Start of Source material

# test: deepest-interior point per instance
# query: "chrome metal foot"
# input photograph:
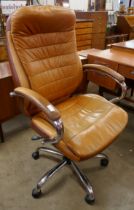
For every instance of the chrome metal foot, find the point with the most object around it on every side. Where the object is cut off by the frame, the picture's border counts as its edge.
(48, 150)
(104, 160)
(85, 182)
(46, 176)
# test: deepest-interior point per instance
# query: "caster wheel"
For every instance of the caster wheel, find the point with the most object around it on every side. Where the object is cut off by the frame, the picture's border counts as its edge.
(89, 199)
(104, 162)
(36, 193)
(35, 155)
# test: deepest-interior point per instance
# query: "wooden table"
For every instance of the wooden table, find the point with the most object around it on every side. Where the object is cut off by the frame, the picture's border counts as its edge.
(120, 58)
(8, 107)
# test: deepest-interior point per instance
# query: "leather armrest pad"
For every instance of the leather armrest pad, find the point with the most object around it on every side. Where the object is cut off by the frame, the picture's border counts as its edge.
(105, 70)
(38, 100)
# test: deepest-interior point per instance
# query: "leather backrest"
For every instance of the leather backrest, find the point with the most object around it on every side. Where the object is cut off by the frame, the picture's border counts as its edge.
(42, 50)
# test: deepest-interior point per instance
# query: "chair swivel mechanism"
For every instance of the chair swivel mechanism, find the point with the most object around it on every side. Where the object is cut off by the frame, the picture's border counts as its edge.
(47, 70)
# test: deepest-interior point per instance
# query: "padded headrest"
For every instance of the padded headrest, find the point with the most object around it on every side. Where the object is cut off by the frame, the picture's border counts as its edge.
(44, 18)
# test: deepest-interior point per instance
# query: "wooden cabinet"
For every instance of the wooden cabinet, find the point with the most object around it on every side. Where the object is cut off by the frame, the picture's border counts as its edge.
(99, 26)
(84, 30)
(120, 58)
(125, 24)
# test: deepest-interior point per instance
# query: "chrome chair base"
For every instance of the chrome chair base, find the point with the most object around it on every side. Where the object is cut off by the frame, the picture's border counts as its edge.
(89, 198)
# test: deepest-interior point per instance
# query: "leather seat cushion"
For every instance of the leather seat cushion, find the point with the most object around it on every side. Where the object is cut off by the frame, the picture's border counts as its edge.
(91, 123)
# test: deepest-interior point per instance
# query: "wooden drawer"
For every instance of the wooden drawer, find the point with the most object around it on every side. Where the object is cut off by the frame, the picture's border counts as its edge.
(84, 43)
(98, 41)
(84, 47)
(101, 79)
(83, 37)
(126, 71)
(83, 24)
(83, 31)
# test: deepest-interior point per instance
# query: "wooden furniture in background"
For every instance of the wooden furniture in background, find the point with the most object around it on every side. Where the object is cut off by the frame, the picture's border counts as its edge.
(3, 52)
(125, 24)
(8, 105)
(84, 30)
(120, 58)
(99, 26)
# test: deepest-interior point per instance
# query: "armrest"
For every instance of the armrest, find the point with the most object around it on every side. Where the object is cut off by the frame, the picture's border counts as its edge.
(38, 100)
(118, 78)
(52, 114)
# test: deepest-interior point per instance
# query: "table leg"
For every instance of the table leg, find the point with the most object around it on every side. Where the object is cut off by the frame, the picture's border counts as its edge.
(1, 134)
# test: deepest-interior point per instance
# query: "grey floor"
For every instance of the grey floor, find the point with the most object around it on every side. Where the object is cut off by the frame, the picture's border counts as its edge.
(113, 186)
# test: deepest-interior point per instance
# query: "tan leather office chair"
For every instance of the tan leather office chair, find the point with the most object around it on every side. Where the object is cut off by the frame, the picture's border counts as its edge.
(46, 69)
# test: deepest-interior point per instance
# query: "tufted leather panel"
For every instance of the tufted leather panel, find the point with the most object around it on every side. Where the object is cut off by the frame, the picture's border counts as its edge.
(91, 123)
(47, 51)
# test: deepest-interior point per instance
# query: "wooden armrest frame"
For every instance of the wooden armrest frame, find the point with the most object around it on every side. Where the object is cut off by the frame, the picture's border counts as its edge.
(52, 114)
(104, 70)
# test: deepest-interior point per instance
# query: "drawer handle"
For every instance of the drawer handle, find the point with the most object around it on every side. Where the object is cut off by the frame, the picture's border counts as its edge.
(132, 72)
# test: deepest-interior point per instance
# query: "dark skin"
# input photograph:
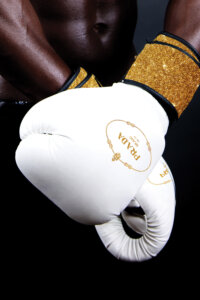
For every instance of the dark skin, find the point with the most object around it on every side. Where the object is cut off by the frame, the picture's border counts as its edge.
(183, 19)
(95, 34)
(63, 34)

End of Source material

- _Required action_:
Give the entries above again exactly, minus their pictures.

- _Response box_:
# test: deepest-interior point per instance
# query: "chrome metal foot"
# input photograph:
For every instance of the chrome metal foot, find the point with the most object around it on every side. Where the object is cut off by the frame, the picture's border counts as its edge.
(48, 150)
(104, 160)
(85, 182)
(46, 176)
# test: deepest-interior point per instance
# query: "caster wheel"
For every instance of the caster wheel, find the point with the most object around it on every side. Where the object is cut off by the frame, the picture's border counts as its edge.
(89, 199)
(104, 162)
(36, 193)
(35, 155)
# test: deepest-interior point per instance
# query: "wooden table"
For every instance of the wooden table, find the point with the most object around it on every side. Where the object is cut off by the frame, the picture's border counts as its edge.
(120, 58)
(8, 107)
# test: deepest-interior point per instance
# query: "leather armrest pad"
For every instance of the leather armrest pad, find the point with the most object around it on every side. Where the object is cut off by the frame, the picture's border counts as its edge.
(105, 70)
(38, 100)
# test: deepest-interior point per instance
# query: "leather backrest"
For every instance of the leather backrest, find the point with the most object around it on every side. Where the object is cut off by the frame, the picture's border counts as its edge.
(42, 50)
# test: deepest-interior point per instance
# query: "chair swivel mechanism"
For every instance of the chair swivel mechanism, find the point with the most object around it on every side. Where the object is cut off by the frame, the picture's border counts as its edge.
(47, 70)
# test: deepest-interior point per instance
# query: "padded headrest"
For every instance of the padded headrest, find the point with the most object around it on every side. Where the object is cut off by the frame, the picture's border counts as its edge.
(44, 18)
# test: deepest-interior point per instance
# query: "wooden cabinet"
For every instance of the wooden cabinet, find the point with the most object around it on every side. Where the object is cut off by the frame, the picture's border counts as its edge.
(99, 26)
(84, 30)
(120, 58)
(125, 24)
# test: deepest-interior point per instance
# query: "chrome chair base"
For every instance of the chrome chair base, find the point with the most object around it on every side. Where the object is cut off by the frame, the picture's border counts as its edge.
(89, 198)
# test: deepest-interior point per instance
# query: "leather seat cushion"
For every instance of the leather seat cushion, find the point with the most object around it on every side. Where the object is cut off by the frame, the picture's border counts as its edge.
(91, 123)
# test: deepest-interior point per instance
# query: "wooden drawer"
For every instance of the wooden drawer, find the point with the most object around it on every side. Where the object is cut off by the frame, the picture's border counts as its edge.
(84, 43)
(98, 41)
(84, 47)
(101, 79)
(83, 37)
(126, 71)
(83, 24)
(83, 31)
# test: deepest-interior point per instance
# query: "wooden furniture in background"
For every instance of the wooden furniture in background, find the point with the most object around it on every side. Where the object is cut off by the frame, the picture's border counts as its edge.
(3, 52)
(125, 24)
(8, 105)
(84, 30)
(120, 58)
(99, 26)
# test: deepest-interior point per instance
# query: "armrest"
For every instance of the armrest, find the point with the most object around it on every side. Where the object is cut off by the frame, the picture's border counts as its edge.
(38, 100)
(118, 78)
(52, 114)
# test: deepest-interior point per instance
# query: "table leg"
For every instance of the table leg, find the point with the most object around it on every side. Where the object is cut off by the frame, the picture's border counts as its edge.
(1, 134)
# test: deepest-interior point per instance
# query: "grey floor"
For every instance of the grey floor, find the point with the most object around it on every side. Where the object is cut off by the frame, the picture's border counts as its edge.
(113, 186)
# test: deepest-interior point per instance
# query: "tan leather office chair"
For every instance of the tan leather office chair, find the point with the most object around it on every side. Where the object is cut off by the frame, the picture's border counts as its edge.
(46, 69)
# test: deepest-interior point per instance
# query: "tufted leather panel"
For every instance of the tufted leather panel, find the point with the most object around it on every side. Where the object is cut off by the frame, the picture's border counts as its edge.
(91, 123)
(47, 51)
# test: deepest-interior point per instance
# query: "wooden armrest frame"
For every instance of the wooden armrest frame, find the point with the most object around it on every side. Where the object is cut off by the frame, the picture's border counts as its edge.
(52, 114)
(104, 70)
# test: deepest-interior point per instance
# query: "drawer handle"
For every instance of the drawer handle, find the point with the most object around it on every side. Where the object is cut off by the frame, the picture's border counts as its edge.
(132, 72)
# test: deepest-interior point per instance
# query: "dark skin"
# input photograph:
For every instance of the dark skin, find the point with the most object around it on every side. Where the object is cut off by the frame, the picture's border counts as its edge.
(183, 19)
(95, 34)
(63, 34)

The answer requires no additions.